GOAL =>
Write out the passage of the film review below starting at "From there, The" and ending at "relish the details.", swapping "gentle wisdom" for "quiet wisdom".

One of the things I find enormously satisfying about foreign movies is the details they provide, often incidental to the story, about daily life in other parts of the world. Take this little comedy-drama, set in the city of Mumbai (formerly Bombay) but nothing like the all-singing, all-dancing, all-night Bollywood spectacles that may come to mind when you think of Indian cinema. It seems that in this most densely overpopulated of cities, a brisk business is done in delivering lunches to office workers. Intermediaries called dabbawalas collect the lunches—in metal pails comprised of four interlocking segments—from restaurants all around the city and route them to their locations by train, repeating the intricate process later in the day to return the empty pails. The process is shown under the opening credits of The Lunchbox, and it’s a marvel of efficiency: I would never want to live in Mumbai, but it’s fascinating to see how the people who do adapt to its pressures.

This system is also used to deliver hot food from a worker’s home, and we see it employed by Ila (Nimrat Kaur), a housewife who is hoping to regain her husband’s lagging attention with special recipes she is getting from the older woman who lives in the apartment upstairs.

But as famously reliable as the dabbawalas are, in this case they make a mistake and deliver her lovingly prepared dishes to Saajan (Indian star Irrfan Khan—you may recognize him as the police inspector questioning the young hero of Slumdog Millionaire, or as the adult Pi in Life of Pi). Preparing to take early retirement after 35 years at an insurance company desk (think of Jack Lemmon in The Apartment if he hadn’t met Shirley MacLaine), Saajan is a loner who won’t be missed by his co-workers. But the unexpected feast sparks something in him that has been empty since his wife died, and he begins a communication by note with the unknown cook whose food continues to arrive on his desk every day.

From there, The Lunchbox goes where you might expect it to go, as the two correspondents tend to needs the other hasn’t quite realized were going unfulfilled. Delicately written and directed by first-time filmmaker Ritesh Batra, it displays a gentle wisdom that keeps you watching even when it looks like it might sink into an unlikely happy ending: You sense it will steer clear of that, and so it does, taking these characters to a different happy place which we can believe in. The film’s unhurried pace may vex some, but only those who haven’t learned to relish the details.

INFORMATION PROVIDED =>
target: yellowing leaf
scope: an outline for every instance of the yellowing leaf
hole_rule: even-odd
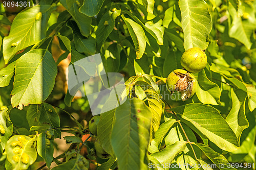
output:
[[[40,104],[52,91],[57,75],[57,66],[48,51],[30,51],[16,61],[11,102],[13,107]]]

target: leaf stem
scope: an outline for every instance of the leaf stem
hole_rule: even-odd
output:
[[[230,86],[230,87],[231,87],[232,88],[237,88],[237,87],[233,86],[232,85],[231,85],[229,83],[224,82],[222,81],[221,80],[218,80],[218,79],[215,79],[215,78],[212,78],[212,79],[216,80],[216,81],[219,81],[219,82],[221,82],[222,83],[225,84],[227,85],[228,86]]]
[[[170,108],[172,108],[172,107],[170,106],[170,105],[169,105],[169,104],[164,99],[162,99],[162,100],[164,102],[164,103],[165,103]],[[181,123],[180,123],[180,120],[179,120],[179,119],[178,118],[178,117],[176,115],[176,114],[173,112],[173,111],[172,111],[172,112],[174,114],[174,115],[175,116],[175,117],[176,118],[176,120],[177,120],[177,122],[178,123],[179,125],[180,125],[181,129],[182,130],[182,132],[183,132],[184,133],[184,135],[185,135],[185,136],[186,137],[186,139],[187,139],[187,141],[188,142],[188,143],[189,143],[189,145],[190,145],[191,147],[191,148],[192,149],[192,151],[193,151],[193,153],[194,153],[194,155],[195,156],[195,157],[196,158],[196,159],[197,160],[197,155],[196,155],[196,152],[195,152],[195,150],[194,149],[194,148],[192,146],[192,144],[191,144],[191,142],[190,141],[189,139],[188,139],[188,137],[187,137],[187,135],[186,133],[186,132],[185,132],[185,130],[184,130],[184,128],[183,128],[183,127],[182,126],[182,125],[181,125]]]
[[[74,117],[74,116],[71,114],[70,114],[70,113],[68,112],[65,110],[61,109],[60,107],[56,107],[56,106],[54,106],[54,107],[58,108],[58,109],[59,109],[61,111],[63,111],[64,112],[65,112],[67,114],[68,114],[68,115],[69,115],[70,116],[70,117],[71,117],[74,120],[74,121],[75,121],[75,122],[76,123],[76,125],[77,125],[77,126],[78,126],[78,127],[79,127],[81,129],[83,130],[83,127],[78,122],[78,121],[77,121],[76,119],[76,118],[75,117]]]

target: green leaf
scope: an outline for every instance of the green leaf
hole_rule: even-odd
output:
[[[108,161],[104,162],[100,165],[97,170],[109,170],[113,164],[116,162],[117,158],[110,157]]]
[[[71,159],[68,162],[54,167],[51,170],[88,170],[89,162],[83,156],[78,155],[75,159]]]
[[[27,120],[29,127],[40,125],[39,122],[42,107],[40,105],[31,105],[27,111]]]
[[[200,102],[214,105],[221,104],[221,90],[217,84],[208,79],[204,69],[199,72],[198,76],[195,75],[195,77],[198,82],[196,93]]]
[[[88,16],[96,15],[99,12],[104,0],[83,0],[79,11]]]
[[[253,152],[256,137],[256,122],[253,114],[248,114],[246,116],[249,120],[249,126],[241,135],[240,148],[230,153],[230,156],[228,158],[228,160],[232,162],[239,162],[242,160],[245,160],[245,157],[250,156],[251,153]],[[253,155],[253,157],[255,154],[251,155]]]
[[[133,18],[133,19],[134,21],[135,21],[137,23],[139,24],[145,31],[146,31],[148,33],[150,33],[150,35],[151,35],[155,38],[155,39],[157,40],[158,44],[162,45],[163,42],[161,42],[161,40],[160,39],[158,39],[158,37],[155,34],[154,32],[153,32],[152,30],[151,30],[148,28],[146,27],[146,26],[145,26],[145,25],[143,23],[142,23],[142,22],[141,22],[140,19],[139,19],[135,15],[134,15],[134,14],[133,14],[131,12],[128,11],[122,11],[122,12],[123,12],[123,13],[129,15],[129,16],[131,17],[132,18]],[[157,26],[158,27],[161,26],[159,26],[159,25],[158,25]],[[160,30],[161,30],[161,32],[163,31],[163,28],[161,28]]]
[[[52,91],[57,66],[50,52],[36,49],[27,53],[16,61],[11,102],[13,107],[40,104]]]
[[[147,12],[153,14],[155,0],[146,0],[146,11]]]
[[[164,33],[164,27],[162,26],[163,20],[159,19],[158,21],[154,23],[153,21],[148,21],[145,23],[145,26],[148,29],[152,30],[157,37],[157,42],[159,45],[163,43],[163,34]]]
[[[73,99],[74,99],[74,95],[72,95],[70,94],[70,93],[69,93],[69,89],[68,89],[67,90],[67,93],[66,94],[65,97],[64,98],[64,102],[65,103],[65,104],[68,107],[71,107],[71,103]]]
[[[203,0],[180,0],[179,6],[181,12],[185,50],[193,47],[206,49],[212,27],[208,5]]]
[[[161,144],[164,136],[169,131],[176,121],[175,119],[170,119],[161,125],[158,130],[155,133],[155,141],[158,145]]]
[[[71,143],[82,143],[82,140],[81,138],[75,136],[66,136],[63,137],[66,140],[66,142]]]
[[[62,36],[60,35],[60,33],[58,33],[57,35],[58,37],[61,40],[64,45],[65,45],[66,47],[68,50],[71,52],[71,46],[70,45],[70,40],[69,39],[65,36]]]
[[[133,40],[136,52],[137,59],[142,57],[146,48],[146,38],[143,29],[139,24],[130,18],[126,18],[123,15],[122,18],[126,25],[128,31]]]
[[[177,46],[178,49],[181,52],[185,52],[185,49],[183,46],[183,39],[180,37],[178,33],[177,33],[175,30],[173,29],[168,29],[165,31],[164,34],[167,36],[169,40],[173,41],[175,43],[175,46]],[[175,53],[177,53],[177,52],[175,52]],[[181,57],[181,56],[180,56]],[[179,62],[180,63],[180,60],[178,60]],[[179,64],[180,65],[180,63]],[[180,68],[180,67],[179,67]]]
[[[3,153],[4,150],[5,149],[6,142],[10,138],[10,136],[12,135],[13,131],[13,125],[10,119],[9,113],[7,111],[7,109],[4,109],[0,112],[0,128],[1,132],[2,132],[0,135],[0,139],[1,140],[1,142],[0,142],[1,153]]]
[[[201,165],[201,167],[202,167],[202,168],[204,170],[212,170],[211,167],[210,167],[211,166],[208,166],[208,164],[204,161],[200,160],[200,159],[198,159],[197,161],[198,161],[199,164]]]
[[[231,89],[232,108],[226,117],[226,121],[236,133],[239,141],[242,132],[249,126],[245,112],[246,95],[242,90],[237,89],[235,92],[233,88]]]
[[[170,110],[181,116],[181,120],[196,132],[202,133],[220,149],[232,152],[239,148],[235,133],[214,107],[195,103]]]
[[[41,124],[48,123],[51,125],[51,128],[59,128],[59,117],[55,110],[49,104],[44,103],[42,105],[42,111],[39,122]],[[54,129],[54,138],[60,138],[61,132],[59,129]]]
[[[165,12],[164,12],[163,26],[166,28],[173,28],[176,25],[178,25],[180,27],[181,27],[181,23],[176,16],[176,13],[175,11],[175,7],[173,6],[168,8],[165,10]]]
[[[96,64],[93,64],[93,62],[84,62],[84,58],[87,56],[84,55],[84,54],[80,53],[76,51],[74,43],[73,41],[71,42],[71,58],[70,59],[71,63],[73,64],[74,65],[80,66],[86,72],[85,73],[88,74],[89,75],[94,76],[96,70]],[[86,60],[86,61],[87,60]],[[77,74],[79,75],[79,71],[77,70],[78,68],[75,67],[75,68]],[[69,77],[70,77],[69,76]]]
[[[36,136],[31,138],[25,135],[14,135],[7,141],[6,148],[7,159],[12,164],[13,170],[27,169],[36,160],[37,153],[33,144],[36,138]],[[13,152],[14,148],[12,147],[13,142],[18,142],[22,146],[21,148],[19,146],[15,148],[15,149],[21,150],[19,153],[16,154]],[[17,158],[14,160],[13,157],[15,155]]]
[[[15,62],[12,62],[0,70],[0,87],[7,86],[10,84],[14,74],[15,65]]]
[[[214,151],[210,147],[202,143],[193,143],[199,148],[205,155],[216,166],[221,170],[235,170],[232,168],[230,164],[228,164],[228,161],[223,155]],[[200,162],[201,163],[201,162]]]
[[[41,133],[45,132],[51,129],[51,125],[44,124],[42,126],[32,126],[30,129],[31,132],[36,132],[36,133]],[[36,132],[35,132],[36,131]]]
[[[256,89],[252,85],[246,86],[247,89],[249,109],[252,112],[256,108]]]
[[[144,96],[145,95],[146,97],[148,107],[152,113],[151,134],[151,137],[152,137],[154,132],[158,129],[164,107],[164,104],[160,100],[159,88],[152,77],[147,75],[137,77],[136,80],[131,83],[139,86],[144,91],[144,93],[140,94],[140,95]],[[132,87],[131,84],[129,85]],[[138,90],[136,91],[136,95],[139,94]]]
[[[186,133],[186,136],[188,138],[190,142],[197,142],[197,137],[191,129],[183,123],[181,122],[181,124],[182,126],[182,129],[179,124],[178,123],[175,123],[173,126],[173,128],[170,129],[168,134],[164,138],[164,141],[166,145],[174,144],[177,141],[187,141],[187,139],[184,135],[183,130]],[[194,148],[194,150],[197,156],[200,157],[200,150],[198,148]],[[183,152],[176,157],[175,161],[178,164],[183,164],[184,163],[187,162],[189,162],[190,164],[195,164],[197,163],[197,161],[194,159],[194,157],[195,156],[192,148],[190,145],[187,145]],[[190,169],[189,166],[181,166],[180,168],[182,170]]]
[[[166,33],[165,32],[165,33]],[[164,77],[167,77],[172,71],[182,67],[180,64],[180,59],[181,58],[182,55],[182,53],[179,51],[176,52],[172,50],[170,51],[168,56],[165,58],[163,63]]]
[[[245,11],[250,13],[253,10],[253,8],[252,6],[250,7]],[[228,35],[230,37],[236,39],[242,43],[248,49],[250,49],[252,44],[250,37],[256,28],[254,23],[255,18],[254,20],[248,23],[248,21],[247,23],[243,21],[241,16],[238,15],[236,9],[231,5],[228,6],[228,11],[232,17],[232,22],[231,26],[229,26]],[[255,12],[253,12],[253,13],[254,13]],[[229,20],[230,20],[230,18],[229,17]]]
[[[69,51],[67,51],[65,53],[61,54],[60,56],[59,56],[59,57],[58,58],[58,60],[57,60],[56,62],[56,65],[58,65],[62,60],[66,59],[67,57],[68,57],[69,53],[70,53]]]
[[[50,5],[37,5],[26,8],[15,17],[9,36],[3,40],[3,54],[7,64],[15,54],[39,42],[46,36],[47,22],[52,9]],[[36,15],[41,13],[41,18]],[[29,16],[29,17],[28,17]],[[26,19],[24,19],[26,18]]]
[[[111,142],[112,130],[115,122],[116,109],[111,110],[100,114],[100,119],[98,124],[97,135],[102,148],[111,155],[114,155]]]
[[[53,135],[52,130],[49,130]],[[47,166],[50,168],[53,160],[53,139],[49,140],[46,133],[39,135],[37,139],[36,149],[38,155],[45,159]]]
[[[87,53],[90,54],[94,54],[96,52],[95,39],[89,36],[88,38],[84,37],[80,33],[76,22],[69,20],[67,26],[70,27],[73,32],[74,41],[76,50],[79,53]]]
[[[8,18],[2,14],[0,14],[0,23],[8,26],[10,26],[11,25],[11,22],[10,22],[8,19]]]
[[[116,111],[111,143],[121,169],[146,169],[151,111],[144,102],[127,99]]]
[[[159,152],[150,155],[148,159],[151,160],[151,157],[153,157],[161,164],[171,163],[176,155],[185,149],[186,143],[185,141],[177,141],[174,144],[168,145]]]
[[[106,72],[118,72],[120,61],[120,52],[117,43],[111,44],[105,50],[103,58],[103,63]]]
[[[117,16],[120,15],[120,10],[114,12],[109,11],[102,17],[98,24],[98,28],[95,32],[97,51],[100,50],[104,42],[113,31],[115,26],[115,20]]]
[[[78,26],[81,34],[86,37],[90,35],[92,18],[79,12],[76,0],[60,0],[60,3],[69,11]],[[78,30],[76,30],[78,31]]]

COMPLETED TASK =>
From there, The Lunchbox goes where you might expect it to go, as the two correspondents tend to needs the other hasn’t quite realized were going unfulfilled. Delicately written and directed by first-time filmmaker Ritesh Batra, it displays a quiet wisdom that keeps you watching even when it looks like it might sink into an unlikely happy ending: You sense it will steer clear of that, and so it does, taking these characters to a different happy place which we can believe in. The film’s unhurried pace may vex some, but only those who haven’t learned to relish the details.